(Items from a labeling collection)
################
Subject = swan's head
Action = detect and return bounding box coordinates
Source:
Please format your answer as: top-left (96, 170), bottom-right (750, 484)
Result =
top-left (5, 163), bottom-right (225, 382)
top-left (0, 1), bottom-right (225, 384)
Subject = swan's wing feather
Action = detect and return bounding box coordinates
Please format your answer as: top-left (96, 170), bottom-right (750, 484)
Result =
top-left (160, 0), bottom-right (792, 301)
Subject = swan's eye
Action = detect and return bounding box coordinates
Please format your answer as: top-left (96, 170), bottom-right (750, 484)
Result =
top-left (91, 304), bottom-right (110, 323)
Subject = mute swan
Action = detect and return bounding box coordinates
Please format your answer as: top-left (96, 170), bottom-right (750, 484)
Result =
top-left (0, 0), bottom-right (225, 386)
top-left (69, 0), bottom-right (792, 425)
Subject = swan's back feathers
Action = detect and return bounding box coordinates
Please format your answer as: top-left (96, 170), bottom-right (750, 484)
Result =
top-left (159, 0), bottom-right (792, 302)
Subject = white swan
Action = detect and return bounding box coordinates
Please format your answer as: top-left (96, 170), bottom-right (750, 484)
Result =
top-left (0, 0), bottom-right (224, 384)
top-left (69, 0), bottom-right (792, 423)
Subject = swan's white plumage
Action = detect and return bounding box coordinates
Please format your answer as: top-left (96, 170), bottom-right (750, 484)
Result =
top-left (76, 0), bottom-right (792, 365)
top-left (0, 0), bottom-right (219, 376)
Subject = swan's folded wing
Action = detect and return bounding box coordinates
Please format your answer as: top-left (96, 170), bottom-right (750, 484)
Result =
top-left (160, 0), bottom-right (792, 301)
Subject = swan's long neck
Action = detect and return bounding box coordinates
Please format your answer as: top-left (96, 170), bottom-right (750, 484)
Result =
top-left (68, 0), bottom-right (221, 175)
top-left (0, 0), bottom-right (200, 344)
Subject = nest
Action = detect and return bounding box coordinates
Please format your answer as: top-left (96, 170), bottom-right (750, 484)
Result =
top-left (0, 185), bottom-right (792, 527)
################
SHORT TASK
Nothing should be left out: repeat all of the data exactly.

WRITTEN ANSWER
Subject = swan's head
Action = detect and return bounding box coordinates
Source:
Please format your answer as: top-left (96, 170), bottom-right (750, 484)
Result =
top-left (5, 163), bottom-right (225, 382)
top-left (0, 1), bottom-right (225, 384)
Subject = swan's wing feather
Action = detect and return bounding box coordinates
Please format your answer as: top-left (96, 170), bottom-right (750, 484)
Result =
top-left (160, 0), bottom-right (792, 301)
Subject = swan's eye
Action = detect and return bounding box coordinates
Please format your answer as: top-left (96, 170), bottom-right (750, 484)
Result =
top-left (91, 304), bottom-right (110, 323)
Subject = mute swan
Action = detect and return bounding box coordinates
Please format your answer as: top-left (96, 170), bottom-right (750, 484)
Result =
top-left (0, 0), bottom-right (225, 386)
top-left (69, 0), bottom-right (792, 425)
Subject = swan's back feathers
Action = detect and return bounding box coordinates
Please format your answer as: top-left (96, 170), bottom-right (750, 484)
Result =
top-left (159, 0), bottom-right (792, 302)
Subject = white swan
Action = detect and return bounding box coordinates
Please format your answer as: top-left (96, 170), bottom-right (750, 484)
Result =
top-left (0, 0), bottom-right (224, 384)
top-left (69, 0), bottom-right (792, 423)
Subject = swan's white plumage
Action = detect and return bounding box coordinates
Please format your answer as: top-left (96, 170), bottom-right (750, 484)
Result =
top-left (76, 0), bottom-right (792, 365)
top-left (0, 0), bottom-right (219, 376)
Subject = swan's folded wing
Action = detect and return bounding box coordinates
Please format your answer as: top-left (96, 170), bottom-right (750, 484)
Result =
top-left (160, 0), bottom-right (792, 301)
Subject = swan's long neck
Action = detect and return bounding box coordinates
Please format your answer as: top-left (96, 170), bottom-right (750, 484)
Result =
top-left (68, 0), bottom-right (221, 175)
top-left (0, 0), bottom-right (200, 344)
Subject = nest
Action = detect and return bounding box coordinates
Please format your answer as: top-left (96, 170), bottom-right (750, 484)
Result =
top-left (0, 185), bottom-right (792, 527)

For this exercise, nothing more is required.